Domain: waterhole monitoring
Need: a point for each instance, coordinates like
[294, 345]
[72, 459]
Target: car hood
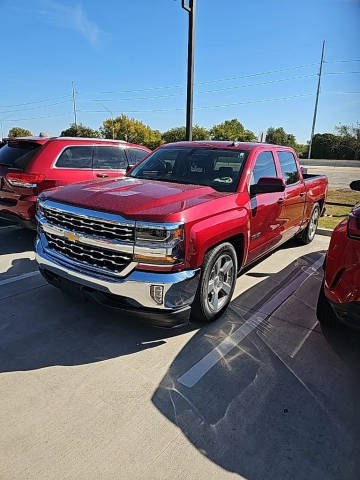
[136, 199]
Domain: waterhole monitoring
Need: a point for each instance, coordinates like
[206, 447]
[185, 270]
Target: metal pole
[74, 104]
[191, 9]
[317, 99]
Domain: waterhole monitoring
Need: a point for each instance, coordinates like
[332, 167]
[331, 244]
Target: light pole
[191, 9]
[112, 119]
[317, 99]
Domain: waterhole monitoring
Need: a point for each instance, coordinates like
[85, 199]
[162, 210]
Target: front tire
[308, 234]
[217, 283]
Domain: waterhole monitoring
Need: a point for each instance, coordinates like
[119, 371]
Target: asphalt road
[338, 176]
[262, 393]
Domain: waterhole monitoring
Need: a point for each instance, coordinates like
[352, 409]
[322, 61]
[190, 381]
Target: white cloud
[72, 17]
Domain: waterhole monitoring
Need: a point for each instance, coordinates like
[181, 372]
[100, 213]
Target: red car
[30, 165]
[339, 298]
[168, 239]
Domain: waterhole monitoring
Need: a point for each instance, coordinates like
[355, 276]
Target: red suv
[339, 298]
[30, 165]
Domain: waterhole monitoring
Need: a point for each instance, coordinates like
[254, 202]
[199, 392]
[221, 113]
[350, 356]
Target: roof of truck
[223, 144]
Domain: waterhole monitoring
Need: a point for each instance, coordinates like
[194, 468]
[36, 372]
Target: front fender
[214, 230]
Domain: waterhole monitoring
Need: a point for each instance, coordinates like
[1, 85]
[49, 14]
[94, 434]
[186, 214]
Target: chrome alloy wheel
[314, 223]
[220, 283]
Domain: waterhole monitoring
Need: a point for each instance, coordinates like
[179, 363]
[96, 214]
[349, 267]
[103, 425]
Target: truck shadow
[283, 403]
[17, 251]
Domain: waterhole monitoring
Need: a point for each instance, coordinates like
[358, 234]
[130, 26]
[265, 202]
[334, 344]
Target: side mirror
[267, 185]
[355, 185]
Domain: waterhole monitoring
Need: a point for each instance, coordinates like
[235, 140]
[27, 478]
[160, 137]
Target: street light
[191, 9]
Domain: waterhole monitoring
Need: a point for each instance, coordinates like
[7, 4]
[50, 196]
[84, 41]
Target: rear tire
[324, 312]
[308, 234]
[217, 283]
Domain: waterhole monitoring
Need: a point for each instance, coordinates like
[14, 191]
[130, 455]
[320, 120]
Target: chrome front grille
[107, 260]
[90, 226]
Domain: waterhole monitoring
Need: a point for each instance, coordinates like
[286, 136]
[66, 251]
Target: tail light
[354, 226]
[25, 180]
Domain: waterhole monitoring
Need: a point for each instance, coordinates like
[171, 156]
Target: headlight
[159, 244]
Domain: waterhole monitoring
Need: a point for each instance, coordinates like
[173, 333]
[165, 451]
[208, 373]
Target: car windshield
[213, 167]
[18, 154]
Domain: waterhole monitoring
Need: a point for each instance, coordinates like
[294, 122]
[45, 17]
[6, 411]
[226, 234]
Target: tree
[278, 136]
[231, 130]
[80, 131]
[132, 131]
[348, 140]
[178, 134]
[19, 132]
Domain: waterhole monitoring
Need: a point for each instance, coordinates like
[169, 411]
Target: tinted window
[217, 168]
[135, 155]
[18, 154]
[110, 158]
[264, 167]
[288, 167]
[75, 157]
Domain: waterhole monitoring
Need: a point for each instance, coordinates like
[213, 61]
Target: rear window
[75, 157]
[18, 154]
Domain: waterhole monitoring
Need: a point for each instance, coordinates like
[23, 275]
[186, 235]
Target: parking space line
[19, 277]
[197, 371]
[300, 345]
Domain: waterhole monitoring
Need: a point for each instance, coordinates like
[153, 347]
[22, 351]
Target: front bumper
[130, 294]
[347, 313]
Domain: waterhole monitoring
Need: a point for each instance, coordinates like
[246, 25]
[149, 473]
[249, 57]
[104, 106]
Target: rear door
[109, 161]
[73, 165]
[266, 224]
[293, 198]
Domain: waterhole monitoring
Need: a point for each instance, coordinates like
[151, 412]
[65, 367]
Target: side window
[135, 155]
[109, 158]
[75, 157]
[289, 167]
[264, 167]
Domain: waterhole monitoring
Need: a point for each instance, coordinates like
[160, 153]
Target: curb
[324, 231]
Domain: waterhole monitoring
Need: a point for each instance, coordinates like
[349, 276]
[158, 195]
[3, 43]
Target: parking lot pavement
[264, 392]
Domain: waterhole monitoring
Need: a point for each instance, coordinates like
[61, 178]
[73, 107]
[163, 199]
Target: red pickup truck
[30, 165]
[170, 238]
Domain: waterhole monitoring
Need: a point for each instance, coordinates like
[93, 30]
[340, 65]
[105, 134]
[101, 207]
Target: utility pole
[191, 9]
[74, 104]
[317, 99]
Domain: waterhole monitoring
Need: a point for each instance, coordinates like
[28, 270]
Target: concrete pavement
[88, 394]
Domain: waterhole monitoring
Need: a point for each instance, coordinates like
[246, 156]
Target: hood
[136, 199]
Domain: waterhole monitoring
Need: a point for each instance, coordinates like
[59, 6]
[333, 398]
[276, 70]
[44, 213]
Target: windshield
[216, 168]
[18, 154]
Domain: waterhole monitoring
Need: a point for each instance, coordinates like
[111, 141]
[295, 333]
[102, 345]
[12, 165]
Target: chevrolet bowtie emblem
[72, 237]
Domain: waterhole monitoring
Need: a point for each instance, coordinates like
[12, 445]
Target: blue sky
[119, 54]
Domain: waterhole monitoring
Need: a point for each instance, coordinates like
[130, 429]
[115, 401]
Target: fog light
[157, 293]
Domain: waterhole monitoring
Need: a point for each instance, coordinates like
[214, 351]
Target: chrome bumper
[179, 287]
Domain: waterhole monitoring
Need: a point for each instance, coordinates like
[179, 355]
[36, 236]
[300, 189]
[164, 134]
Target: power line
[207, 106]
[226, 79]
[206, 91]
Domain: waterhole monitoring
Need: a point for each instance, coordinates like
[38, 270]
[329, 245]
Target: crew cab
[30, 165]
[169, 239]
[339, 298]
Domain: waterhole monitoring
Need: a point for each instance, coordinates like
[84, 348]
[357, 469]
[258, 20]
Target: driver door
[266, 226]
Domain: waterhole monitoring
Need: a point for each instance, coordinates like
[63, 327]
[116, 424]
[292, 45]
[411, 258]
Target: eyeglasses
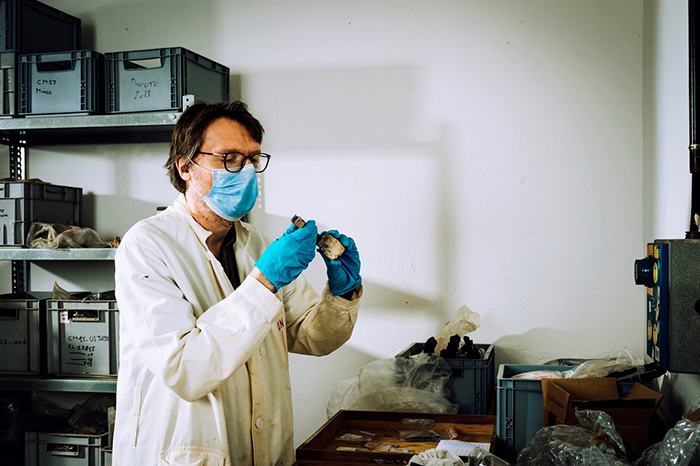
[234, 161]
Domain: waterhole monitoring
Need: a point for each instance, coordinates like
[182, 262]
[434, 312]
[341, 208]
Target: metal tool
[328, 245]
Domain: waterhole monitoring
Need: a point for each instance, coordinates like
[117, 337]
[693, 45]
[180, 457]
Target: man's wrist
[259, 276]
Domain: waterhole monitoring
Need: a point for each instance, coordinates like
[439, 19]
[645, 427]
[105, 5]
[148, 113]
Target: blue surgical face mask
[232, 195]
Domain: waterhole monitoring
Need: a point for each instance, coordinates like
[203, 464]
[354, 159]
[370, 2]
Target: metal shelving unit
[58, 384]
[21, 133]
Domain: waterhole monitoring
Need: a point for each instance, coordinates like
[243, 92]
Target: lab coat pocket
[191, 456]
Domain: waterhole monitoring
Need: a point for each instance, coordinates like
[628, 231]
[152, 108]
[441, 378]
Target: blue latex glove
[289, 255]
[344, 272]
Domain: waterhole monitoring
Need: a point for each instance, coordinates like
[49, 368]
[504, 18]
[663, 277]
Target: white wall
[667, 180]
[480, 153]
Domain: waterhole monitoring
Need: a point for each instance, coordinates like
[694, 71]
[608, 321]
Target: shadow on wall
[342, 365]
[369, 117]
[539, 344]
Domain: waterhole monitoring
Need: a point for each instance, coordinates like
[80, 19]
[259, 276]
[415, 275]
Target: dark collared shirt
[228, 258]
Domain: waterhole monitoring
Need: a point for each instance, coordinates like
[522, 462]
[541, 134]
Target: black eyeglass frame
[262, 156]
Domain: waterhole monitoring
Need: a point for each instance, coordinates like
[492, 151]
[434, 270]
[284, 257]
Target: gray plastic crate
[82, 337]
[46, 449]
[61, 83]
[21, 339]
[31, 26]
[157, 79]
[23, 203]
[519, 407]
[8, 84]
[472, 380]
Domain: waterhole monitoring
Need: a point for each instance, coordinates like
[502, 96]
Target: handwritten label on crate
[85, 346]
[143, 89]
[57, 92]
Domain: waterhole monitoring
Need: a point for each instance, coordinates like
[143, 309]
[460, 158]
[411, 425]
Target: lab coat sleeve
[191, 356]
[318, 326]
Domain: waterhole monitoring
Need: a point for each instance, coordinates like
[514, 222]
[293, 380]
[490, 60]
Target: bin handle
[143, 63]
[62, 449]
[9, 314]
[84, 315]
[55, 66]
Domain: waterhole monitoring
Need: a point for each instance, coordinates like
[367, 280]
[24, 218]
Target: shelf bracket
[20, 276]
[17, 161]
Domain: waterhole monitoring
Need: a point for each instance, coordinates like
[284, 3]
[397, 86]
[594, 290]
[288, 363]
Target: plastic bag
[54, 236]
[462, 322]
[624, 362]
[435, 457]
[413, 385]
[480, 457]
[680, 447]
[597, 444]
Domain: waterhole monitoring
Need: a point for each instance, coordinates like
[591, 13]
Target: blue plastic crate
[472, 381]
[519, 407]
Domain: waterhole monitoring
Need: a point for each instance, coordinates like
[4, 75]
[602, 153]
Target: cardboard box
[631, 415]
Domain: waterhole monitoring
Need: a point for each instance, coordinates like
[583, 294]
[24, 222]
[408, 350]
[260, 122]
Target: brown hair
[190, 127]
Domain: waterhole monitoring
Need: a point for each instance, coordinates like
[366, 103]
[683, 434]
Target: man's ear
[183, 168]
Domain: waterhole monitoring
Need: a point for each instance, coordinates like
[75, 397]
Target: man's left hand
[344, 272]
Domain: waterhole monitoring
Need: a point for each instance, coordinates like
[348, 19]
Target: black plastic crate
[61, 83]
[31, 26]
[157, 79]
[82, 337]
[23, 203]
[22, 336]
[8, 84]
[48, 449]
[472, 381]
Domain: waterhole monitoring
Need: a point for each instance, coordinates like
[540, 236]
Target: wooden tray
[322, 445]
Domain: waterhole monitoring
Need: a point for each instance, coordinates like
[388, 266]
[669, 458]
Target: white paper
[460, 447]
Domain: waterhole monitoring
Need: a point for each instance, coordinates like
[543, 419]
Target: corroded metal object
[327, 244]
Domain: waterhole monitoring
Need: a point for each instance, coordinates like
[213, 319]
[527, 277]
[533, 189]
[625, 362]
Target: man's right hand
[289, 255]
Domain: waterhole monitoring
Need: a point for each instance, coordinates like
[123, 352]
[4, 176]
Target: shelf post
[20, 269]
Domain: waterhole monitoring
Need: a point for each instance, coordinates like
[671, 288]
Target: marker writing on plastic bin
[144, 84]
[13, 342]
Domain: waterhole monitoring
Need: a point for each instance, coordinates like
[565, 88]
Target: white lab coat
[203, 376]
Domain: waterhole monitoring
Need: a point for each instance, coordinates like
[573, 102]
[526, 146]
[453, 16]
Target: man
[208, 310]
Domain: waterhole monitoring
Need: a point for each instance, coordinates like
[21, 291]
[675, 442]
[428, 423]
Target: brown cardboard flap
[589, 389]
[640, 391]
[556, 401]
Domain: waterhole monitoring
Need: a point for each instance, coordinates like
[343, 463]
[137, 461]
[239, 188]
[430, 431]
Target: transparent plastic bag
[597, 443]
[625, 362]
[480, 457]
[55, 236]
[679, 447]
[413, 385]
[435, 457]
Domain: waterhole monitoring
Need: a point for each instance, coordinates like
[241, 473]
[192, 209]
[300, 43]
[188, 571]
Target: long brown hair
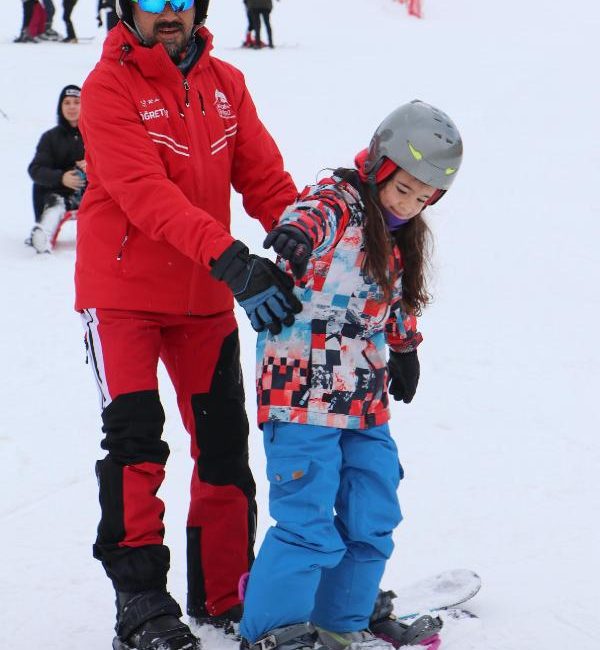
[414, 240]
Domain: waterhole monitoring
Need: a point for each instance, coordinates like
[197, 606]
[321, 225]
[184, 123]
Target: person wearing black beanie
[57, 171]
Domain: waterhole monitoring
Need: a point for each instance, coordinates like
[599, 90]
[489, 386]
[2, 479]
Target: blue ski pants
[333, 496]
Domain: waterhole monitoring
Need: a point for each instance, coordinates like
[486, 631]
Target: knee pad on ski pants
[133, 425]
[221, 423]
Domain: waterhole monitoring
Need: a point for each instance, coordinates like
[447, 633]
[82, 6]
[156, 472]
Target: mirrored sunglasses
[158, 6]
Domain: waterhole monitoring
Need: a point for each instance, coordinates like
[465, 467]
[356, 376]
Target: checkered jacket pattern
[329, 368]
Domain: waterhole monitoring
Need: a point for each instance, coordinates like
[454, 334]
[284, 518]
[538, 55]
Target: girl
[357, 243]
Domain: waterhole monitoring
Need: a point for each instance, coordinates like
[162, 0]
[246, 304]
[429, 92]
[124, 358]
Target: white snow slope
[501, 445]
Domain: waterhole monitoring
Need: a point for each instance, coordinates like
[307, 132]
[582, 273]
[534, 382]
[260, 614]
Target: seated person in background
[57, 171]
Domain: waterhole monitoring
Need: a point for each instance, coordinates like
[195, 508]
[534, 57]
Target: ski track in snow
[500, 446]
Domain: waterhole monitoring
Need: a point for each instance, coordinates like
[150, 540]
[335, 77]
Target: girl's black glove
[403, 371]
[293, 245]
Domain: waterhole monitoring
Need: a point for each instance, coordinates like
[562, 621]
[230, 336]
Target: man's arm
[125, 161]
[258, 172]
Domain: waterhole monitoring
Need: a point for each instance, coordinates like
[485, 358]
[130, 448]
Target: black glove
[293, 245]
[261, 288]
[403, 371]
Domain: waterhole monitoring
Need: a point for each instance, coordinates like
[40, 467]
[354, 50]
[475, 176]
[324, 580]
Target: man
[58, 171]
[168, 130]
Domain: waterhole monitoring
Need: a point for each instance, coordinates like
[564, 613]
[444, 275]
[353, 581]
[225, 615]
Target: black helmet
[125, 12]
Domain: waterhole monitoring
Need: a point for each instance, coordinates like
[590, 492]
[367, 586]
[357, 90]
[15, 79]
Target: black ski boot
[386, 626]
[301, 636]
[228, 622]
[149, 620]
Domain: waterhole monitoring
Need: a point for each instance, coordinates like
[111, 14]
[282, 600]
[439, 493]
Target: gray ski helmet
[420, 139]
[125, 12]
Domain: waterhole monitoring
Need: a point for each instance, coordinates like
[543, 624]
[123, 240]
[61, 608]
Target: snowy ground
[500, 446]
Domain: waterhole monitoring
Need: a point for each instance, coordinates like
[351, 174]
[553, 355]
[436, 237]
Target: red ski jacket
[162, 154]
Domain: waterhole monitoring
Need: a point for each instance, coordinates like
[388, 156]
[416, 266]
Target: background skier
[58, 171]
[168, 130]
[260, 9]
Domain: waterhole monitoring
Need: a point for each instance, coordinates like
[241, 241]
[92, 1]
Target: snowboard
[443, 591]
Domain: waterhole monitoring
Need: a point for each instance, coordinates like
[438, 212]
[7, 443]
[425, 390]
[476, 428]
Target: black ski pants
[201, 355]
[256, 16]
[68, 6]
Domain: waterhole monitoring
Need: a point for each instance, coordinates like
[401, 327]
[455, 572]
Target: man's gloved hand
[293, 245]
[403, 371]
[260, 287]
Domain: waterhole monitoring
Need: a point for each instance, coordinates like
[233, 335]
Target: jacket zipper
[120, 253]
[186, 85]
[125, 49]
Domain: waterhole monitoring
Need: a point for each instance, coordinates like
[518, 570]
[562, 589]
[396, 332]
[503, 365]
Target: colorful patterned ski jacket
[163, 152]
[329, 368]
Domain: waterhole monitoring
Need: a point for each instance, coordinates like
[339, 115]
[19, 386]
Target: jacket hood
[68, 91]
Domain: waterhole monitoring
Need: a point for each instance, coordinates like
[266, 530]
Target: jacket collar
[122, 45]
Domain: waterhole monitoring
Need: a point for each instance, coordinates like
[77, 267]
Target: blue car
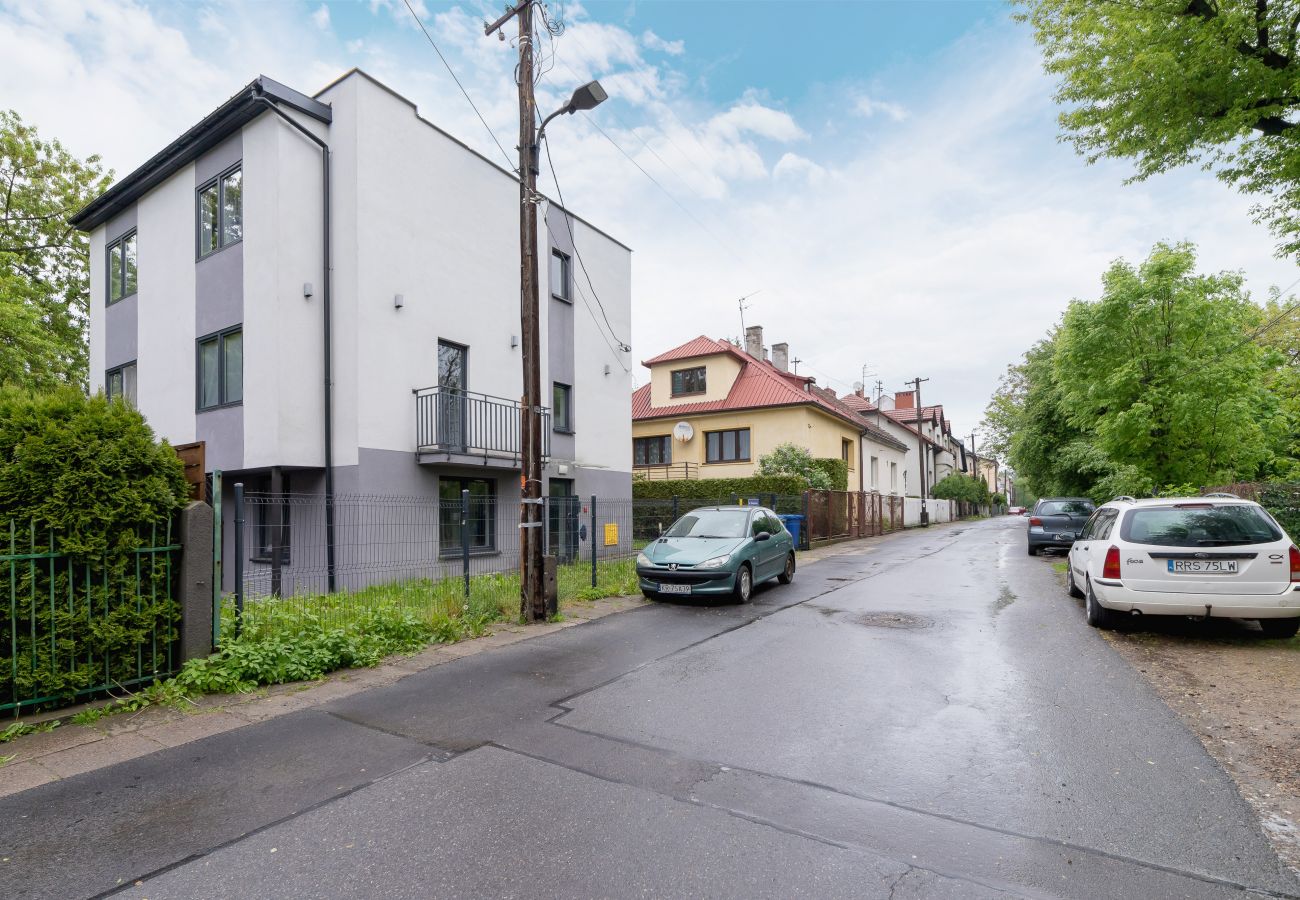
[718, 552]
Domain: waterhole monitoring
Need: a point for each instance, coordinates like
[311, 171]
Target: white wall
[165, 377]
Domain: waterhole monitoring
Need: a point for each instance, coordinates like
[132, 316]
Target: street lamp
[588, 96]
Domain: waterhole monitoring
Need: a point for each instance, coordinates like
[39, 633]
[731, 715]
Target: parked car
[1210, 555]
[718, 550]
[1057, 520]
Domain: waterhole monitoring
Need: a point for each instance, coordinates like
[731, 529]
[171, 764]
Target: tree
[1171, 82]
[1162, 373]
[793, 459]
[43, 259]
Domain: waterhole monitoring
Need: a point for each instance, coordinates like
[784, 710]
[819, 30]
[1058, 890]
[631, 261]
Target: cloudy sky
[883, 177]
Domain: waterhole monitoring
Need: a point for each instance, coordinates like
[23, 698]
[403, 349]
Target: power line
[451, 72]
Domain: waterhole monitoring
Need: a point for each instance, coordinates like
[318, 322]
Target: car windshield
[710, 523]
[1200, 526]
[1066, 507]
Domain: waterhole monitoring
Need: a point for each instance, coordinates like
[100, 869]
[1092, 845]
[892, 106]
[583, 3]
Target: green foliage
● ● ● ● ●
● **The task**
Every line between the one that contains "Target: cloudy sky" and the last line of the listing, both included, should be retyped exactly, with nothing else added.

● **Answer section**
Target: cloudy sky
[883, 177]
Domain: waterhole monitoring
Need: a point for each instance, coordinates like
[23, 698]
[403, 349]
Target: power line
[451, 72]
Domain: waterhole monitoring
Need: a point for each instance, coordinates like
[318, 322]
Target: car windshield
[710, 523]
[1200, 526]
[1066, 507]
Domain: waterhole monitoring
Need: a point for each instance, coordinates like
[100, 869]
[1092, 845]
[892, 106]
[583, 3]
Target: green foliage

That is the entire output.